§ **Records to process**:
+ + + + +
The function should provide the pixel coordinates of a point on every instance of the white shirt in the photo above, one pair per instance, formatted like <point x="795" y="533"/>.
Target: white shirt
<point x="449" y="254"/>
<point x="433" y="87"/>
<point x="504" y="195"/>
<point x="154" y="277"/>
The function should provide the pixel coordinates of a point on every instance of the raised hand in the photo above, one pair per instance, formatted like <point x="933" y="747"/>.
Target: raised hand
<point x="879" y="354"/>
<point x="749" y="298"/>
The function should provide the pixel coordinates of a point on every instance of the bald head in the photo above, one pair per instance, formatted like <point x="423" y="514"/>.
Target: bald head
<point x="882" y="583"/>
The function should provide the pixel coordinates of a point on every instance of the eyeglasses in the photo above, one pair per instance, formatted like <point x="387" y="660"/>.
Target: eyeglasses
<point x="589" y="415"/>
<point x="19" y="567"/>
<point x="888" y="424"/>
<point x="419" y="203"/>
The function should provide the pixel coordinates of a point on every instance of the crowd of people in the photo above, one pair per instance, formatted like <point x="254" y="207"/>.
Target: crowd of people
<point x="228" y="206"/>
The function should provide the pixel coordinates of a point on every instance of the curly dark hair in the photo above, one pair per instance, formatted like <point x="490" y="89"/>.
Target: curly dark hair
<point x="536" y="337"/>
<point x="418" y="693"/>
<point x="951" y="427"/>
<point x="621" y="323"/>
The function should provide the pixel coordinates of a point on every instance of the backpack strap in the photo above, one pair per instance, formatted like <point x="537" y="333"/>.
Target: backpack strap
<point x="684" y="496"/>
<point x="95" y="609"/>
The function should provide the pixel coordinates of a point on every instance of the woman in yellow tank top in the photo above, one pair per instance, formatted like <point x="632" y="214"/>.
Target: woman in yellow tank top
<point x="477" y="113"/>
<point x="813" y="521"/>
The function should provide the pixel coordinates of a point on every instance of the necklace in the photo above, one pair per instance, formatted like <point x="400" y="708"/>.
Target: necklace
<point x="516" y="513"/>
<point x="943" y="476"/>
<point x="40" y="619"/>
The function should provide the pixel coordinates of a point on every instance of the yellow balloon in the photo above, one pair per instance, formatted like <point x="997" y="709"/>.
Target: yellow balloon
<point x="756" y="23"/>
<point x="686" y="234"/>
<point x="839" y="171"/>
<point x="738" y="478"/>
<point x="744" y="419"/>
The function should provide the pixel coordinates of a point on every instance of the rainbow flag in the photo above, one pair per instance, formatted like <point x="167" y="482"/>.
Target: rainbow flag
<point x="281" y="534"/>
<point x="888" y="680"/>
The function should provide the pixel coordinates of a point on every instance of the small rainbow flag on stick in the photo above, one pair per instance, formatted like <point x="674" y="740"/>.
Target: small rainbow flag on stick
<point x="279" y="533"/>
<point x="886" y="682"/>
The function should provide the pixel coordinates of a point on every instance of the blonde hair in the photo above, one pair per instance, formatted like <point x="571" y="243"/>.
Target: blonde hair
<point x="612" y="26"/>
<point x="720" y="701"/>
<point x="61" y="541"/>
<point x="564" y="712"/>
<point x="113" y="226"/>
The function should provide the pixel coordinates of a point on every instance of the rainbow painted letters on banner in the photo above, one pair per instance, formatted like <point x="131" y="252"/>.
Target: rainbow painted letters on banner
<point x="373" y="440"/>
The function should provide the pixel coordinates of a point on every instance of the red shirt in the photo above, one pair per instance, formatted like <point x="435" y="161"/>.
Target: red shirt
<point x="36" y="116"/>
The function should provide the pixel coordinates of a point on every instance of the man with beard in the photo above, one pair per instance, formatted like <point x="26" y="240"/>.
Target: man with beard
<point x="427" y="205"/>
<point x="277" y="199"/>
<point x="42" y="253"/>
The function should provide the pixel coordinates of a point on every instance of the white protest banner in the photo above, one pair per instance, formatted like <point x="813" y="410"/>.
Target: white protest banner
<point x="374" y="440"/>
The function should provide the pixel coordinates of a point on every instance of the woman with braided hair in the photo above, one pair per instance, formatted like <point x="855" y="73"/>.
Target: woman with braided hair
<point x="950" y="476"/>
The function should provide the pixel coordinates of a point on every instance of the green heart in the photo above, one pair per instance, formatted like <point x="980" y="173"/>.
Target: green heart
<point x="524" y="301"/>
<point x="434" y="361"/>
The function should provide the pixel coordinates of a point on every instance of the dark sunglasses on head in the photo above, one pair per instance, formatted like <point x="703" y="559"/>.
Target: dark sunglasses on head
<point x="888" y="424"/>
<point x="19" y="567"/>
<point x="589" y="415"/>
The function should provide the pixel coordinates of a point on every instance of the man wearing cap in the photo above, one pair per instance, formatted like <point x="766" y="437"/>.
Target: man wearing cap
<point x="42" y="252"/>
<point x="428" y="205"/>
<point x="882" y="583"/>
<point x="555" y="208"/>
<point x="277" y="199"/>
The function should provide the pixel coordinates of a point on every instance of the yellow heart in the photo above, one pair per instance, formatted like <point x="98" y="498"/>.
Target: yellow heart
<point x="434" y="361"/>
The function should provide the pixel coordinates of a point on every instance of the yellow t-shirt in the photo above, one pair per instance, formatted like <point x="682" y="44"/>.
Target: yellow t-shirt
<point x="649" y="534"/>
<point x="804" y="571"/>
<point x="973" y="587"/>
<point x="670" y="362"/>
+ + + + +
§ **What you need to do**: Make an exact copy of every line in the data.

§ **Exercise result**:
The function should provide the pixel coordinates of a point on every instance of the white shirt in the photo above, one pair per instance, formatted like <point x="795" y="533"/>.
Target: white shirt
<point x="449" y="254"/>
<point x="433" y="87"/>
<point x="504" y="195"/>
<point x="154" y="277"/>
The function should provide the pixel coordinates of a point on every instance of the raised hand in the photo above, one pair per instance, formatted like <point x="933" y="747"/>.
Target: raised hand
<point x="879" y="354"/>
<point x="749" y="298"/>
The function should provide the pixel coordinates of a point on every instance of the bald head in the photo above, one pair per instance, formatted like <point x="423" y="514"/>.
Target: bald head
<point x="882" y="583"/>
The function should provide the pixel coordinates of a point on every instance of the eyeglasses in the photo above, one pair per instance, formatted like <point x="387" y="660"/>.
Target: eyeglasses
<point x="589" y="415"/>
<point x="19" y="567"/>
<point x="888" y="424"/>
<point x="419" y="203"/>
The function should provide the pixel coordinates of a point on every instance of the crowd of people in the photo above, one pair per instance, formatted like <point x="254" y="207"/>.
Target: crowd of people
<point x="228" y="206"/>
The function should provide the pixel coordinates of a point on every instance of the curly dark hair in the photo above, one pair per instance, formatted like <point x="490" y="89"/>.
Target: curly dark hair
<point x="536" y="337"/>
<point x="418" y="693"/>
<point x="951" y="427"/>
<point x="621" y="323"/>
The function should provide the pixel coordinates of a point on every instance of the backpack strap in the photo above, one pair per instance, formatted like <point x="537" y="333"/>.
Target: backpack strap
<point x="684" y="496"/>
<point x="95" y="609"/>
The function should provide the pixel coordinates of a point on every instance of the woman in yellow tank top in the photo above, one pair per instance, formatted like <point x="632" y="214"/>.
Target: woman in yellow tank top
<point x="477" y="113"/>
<point x="813" y="521"/>
The function should provide the pixel coordinates of a point on every instance of the necklace in the photo above, one pair per instance, formatted like <point x="400" y="708"/>.
Target: necklace
<point x="516" y="513"/>
<point x="943" y="476"/>
<point x="40" y="619"/>
The function should provide the pixel coordinates of a point on every instance of the yellow balloon in the photo above, one pair per instance, formatted like <point x="997" y="709"/>.
Target: yellow balloon
<point x="756" y="23"/>
<point x="686" y="234"/>
<point x="839" y="171"/>
<point x="738" y="478"/>
<point x="744" y="419"/>
The function should provide the pixel coordinates of a point on every instance of the rainbow flag in the photo above, one pair per instance, formatted like <point x="167" y="482"/>.
Target: rainbow flag
<point x="281" y="534"/>
<point x="888" y="680"/>
The function should provide the pixel coordinates of a point on every instance of the small rainbow flag on stick in the photo above, one pair per instance, formatted like <point x="674" y="740"/>.
Target: small rainbow flag on stick
<point x="279" y="533"/>
<point x="886" y="682"/>
The function should provide the pixel coordinates of a point on every instance of the blonde hair in the photo above, one pair per instance, formatted like <point x="571" y="243"/>.
Target: blonde hair
<point x="612" y="26"/>
<point x="720" y="701"/>
<point x="61" y="541"/>
<point x="564" y="712"/>
<point x="113" y="226"/>
The function should provide the pixel coordinates of a point on every instance of the rainbow painted letters on banner in the photo above, one pair per instance, formatted like <point x="131" y="252"/>.
Target: rainbow painted letters on banner
<point x="373" y="440"/>
The function should provide the pixel coordinates of a point on every instance of the red shirt in the photo above, one pair per instance, formatted like <point x="435" y="161"/>.
Target: red shirt
<point x="36" y="116"/>
The function should provide the pixel coordinates of a point on every instance of the man with beard in the photo above, one pair per instance, formatted like <point x="26" y="240"/>.
Target: man with beard
<point x="427" y="205"/>
<point x="277" y="199"/>
<point x="42" y="253"/>
The function should provide the pixel coordinates of a point on every instance of the white protest banner in the photo above, one pair per instance, formatted like <point x="813" y="410"/>.
Target: white protest banner
<point x="374" y="440"/>
The function should provide the pixel coordinates of a point on every instance of the woman with braided hair in the photo above, one pair per instance, formatted like <point x="855" y="73"/>.
Target: woman with braided hair
<point x="950" y="476"/>
The function should provide the pixel coordinates of a point on every instance of the green heart in the photo above, one pair per instance, formatted like <point x="980" y="173"/>.
Target: green heart
<point x="524" y="301"/>
<point x="434" y="361"/>
The function should provide the pixel coordinates of a point on every instance of the dark sunglasses on head in the photo above, one pair per instance, formatted like <point x="703" y="559"/>.
Target: dark sunglasses on head
<point x="888" y="424"/>
<point x="19" y="567"/>
<point x="589" y="415"/>
The function should provide the pixel coordinates of a point on every instance of the man wearing cap in the photo above, one pair per instance, formatted like <point x="766" y="437"/>.
Target: man wearing cap
<point x="42" y="252"/>
<point x="428" y="205"/>
<point x="882" y="583"/>
<point x="555" y="208"/>
<point x="277" y="199"/>
The function should provide the pixel coordinates of a point on every instance of the yellow heart in the photo above, one pair per instance, formatted like <point x="98" y="498"/>.
Target: yellow heart
<point x="434" y="361"/>
The function should provide the pixel coordinates of a point on every instance of the yellow t-shirt in the photo above, one pair per instance, formatted like <point x="682" y="44"/>.
Target: yellow t-shirt
<point x="649" y="534"/>
<point x="804" y="571"/>
<point x="973" y="587"/>
<point x="670" y="362"/>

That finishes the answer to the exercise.